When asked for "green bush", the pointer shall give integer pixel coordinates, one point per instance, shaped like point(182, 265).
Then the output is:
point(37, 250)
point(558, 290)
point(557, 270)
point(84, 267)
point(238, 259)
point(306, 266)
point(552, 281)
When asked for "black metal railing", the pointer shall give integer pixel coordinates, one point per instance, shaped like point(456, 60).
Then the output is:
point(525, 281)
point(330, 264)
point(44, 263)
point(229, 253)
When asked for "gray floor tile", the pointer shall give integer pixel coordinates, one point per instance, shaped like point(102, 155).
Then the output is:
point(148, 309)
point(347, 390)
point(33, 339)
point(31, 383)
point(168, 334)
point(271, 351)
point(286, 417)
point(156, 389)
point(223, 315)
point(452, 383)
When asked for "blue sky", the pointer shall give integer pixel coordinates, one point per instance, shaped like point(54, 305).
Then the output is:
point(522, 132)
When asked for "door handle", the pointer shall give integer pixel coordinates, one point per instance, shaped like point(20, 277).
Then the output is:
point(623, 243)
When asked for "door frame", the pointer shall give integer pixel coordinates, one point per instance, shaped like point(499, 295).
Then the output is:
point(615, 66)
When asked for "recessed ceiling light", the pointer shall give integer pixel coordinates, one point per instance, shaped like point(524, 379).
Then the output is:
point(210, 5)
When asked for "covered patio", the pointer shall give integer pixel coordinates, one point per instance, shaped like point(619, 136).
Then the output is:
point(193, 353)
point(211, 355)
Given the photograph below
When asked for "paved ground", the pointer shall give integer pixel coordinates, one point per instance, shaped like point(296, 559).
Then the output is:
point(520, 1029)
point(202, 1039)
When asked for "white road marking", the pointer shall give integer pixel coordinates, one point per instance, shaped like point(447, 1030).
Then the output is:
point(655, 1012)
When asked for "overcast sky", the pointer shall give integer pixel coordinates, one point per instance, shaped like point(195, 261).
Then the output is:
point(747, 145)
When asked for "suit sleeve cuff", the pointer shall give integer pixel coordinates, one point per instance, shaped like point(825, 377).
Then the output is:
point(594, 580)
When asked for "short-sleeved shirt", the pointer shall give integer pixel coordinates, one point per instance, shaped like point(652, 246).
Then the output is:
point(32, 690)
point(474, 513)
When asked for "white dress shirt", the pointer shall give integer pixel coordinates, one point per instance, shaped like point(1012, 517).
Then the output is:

☆ ☆ ☆

WHAT YOU SHOULD DO >> Render every line of the records above as a Markdown table with the columns "Row" and "Record line", numbering each row and skipping any blank lines.

FINAL RESULT >>
| Row | Record line |
|---|---|
| 1 | When asked for "green bush", the pointer shall give integer pixel coordinates, one point per instance, shaped like point(182, 265). |
| 2 | Then the output is: |
| 3 | point(37, 250) |
| 4 | point(558, 290) |
| 5 | point(557, 270) |
| 6 | point(84, 267) |
| 7 | point(238, 259) |
| 8 | point(306, 266) |
| 9 | point(552, 281) |
| 10 | When asked for "black metal railing", the pointer shall give integer pixel coordinates, one point per instance, shaped like point(456, 60). |
| 11 | Then the output is: |
| 12 | point(525, 281) |
| 13 | point(330, 264) |
| 14 | point(44, 263) |
| 15 | point(229, 253) |
| 16 | When asked for "gray floor tile", the pointer shall give integer pixel coordinates, one point per instance, shaped like point(102, 155). |
| 17 | Then the output is: |
| 18 | point(148, 309) |
| 19 | point(347, 390) |
| 20 | point(33, 339) |
| 21 | point(31, 383) |
| 22 | point(168, 334) |
| 23 | point(271, 351) |
| 24 | point(286, 417) |
| 25 | point(156, 389) |
| 26 | point(223, 315) |
| 27 | point(452, 383) |
| 28 | When asked for "blue sky", the pointer shall give integer pixel coordinates, one point per instance, shaped like point(54, 305). |
| 29 | Then the output is: |
| 30 | point(522, 132) |
| 31 | When asked for "door handle", the pointer shall give integer pixel coordinates, one point per instance, shaped like point(20, 277). |
| 32 | Then the output is: |
| 33 | point(623, 243) |
| 34 | When asked for "door frame", the pointer shall give integer pixel coordinates, one point per instance, shaped like point(499, 295). |
| 35 | Then the output is: |
| 36 | point(615, 66) |
| 37 | When asked for "recessed ceiling light", the pointer shall give integer pixel coordinates, one point per instance, shaped like point(524, 379). |
| 38 | Then the output is: |
| 39 | point(210, 5) |
| 40 | When asked for "covered patio", the pointer shall give integer pixel coordinates, one point per instance, shaped like point(619, 136). |
| 41 | Then the output is: |
| 42 | point(193, 353) |
| 43 | point(211, 355) |
| 44 | Given the photograph below |
| 45 | When asked for "paved ground", the pointer shall give integer pixel coordinates, one point per instance, shaped like point(296, 559). |
| 46 | Then the output is: |
| 47 | point(520, 1029) |
| 48 | point(202, 1039) |
| 49 | When asked for "white road marking", the pointer shall give integer pixel coordinates, one point per instance, shaped like point(447, 1030). |
| 50 | Then the output is: |
| 51 | point(655, 1012) |
| 52 | When asked for "overcast sky", the pointer shall give integer pixel coordinates, one point per instance, shaped like point(195, 261). |
| 53 | Then the output is: |
| 54 | point(747, 145) |
| 55 | When asked for "suit sleeve cuff", the pointer shall give integer pixel coordinates, one point per instance, shaped like point(825, 377). |
| 56 | Then the output is: |
| 57 | point(594, 580) |
| 58 | When asked for "short-sleeved shirt", the pointer shall give integer pixel coordinates, one point per instance, shaped like point(652, 246). |
| 59 | Then the output is: |
| 60 | point(32, 690) |
| 61 | point(474, 513) |
| 62 | When asked for "white dress shirt", the pointer shall give integer pixel coordinates, one point per instance, shaped like point(1012, 517). |
| 63 | Then the output is: |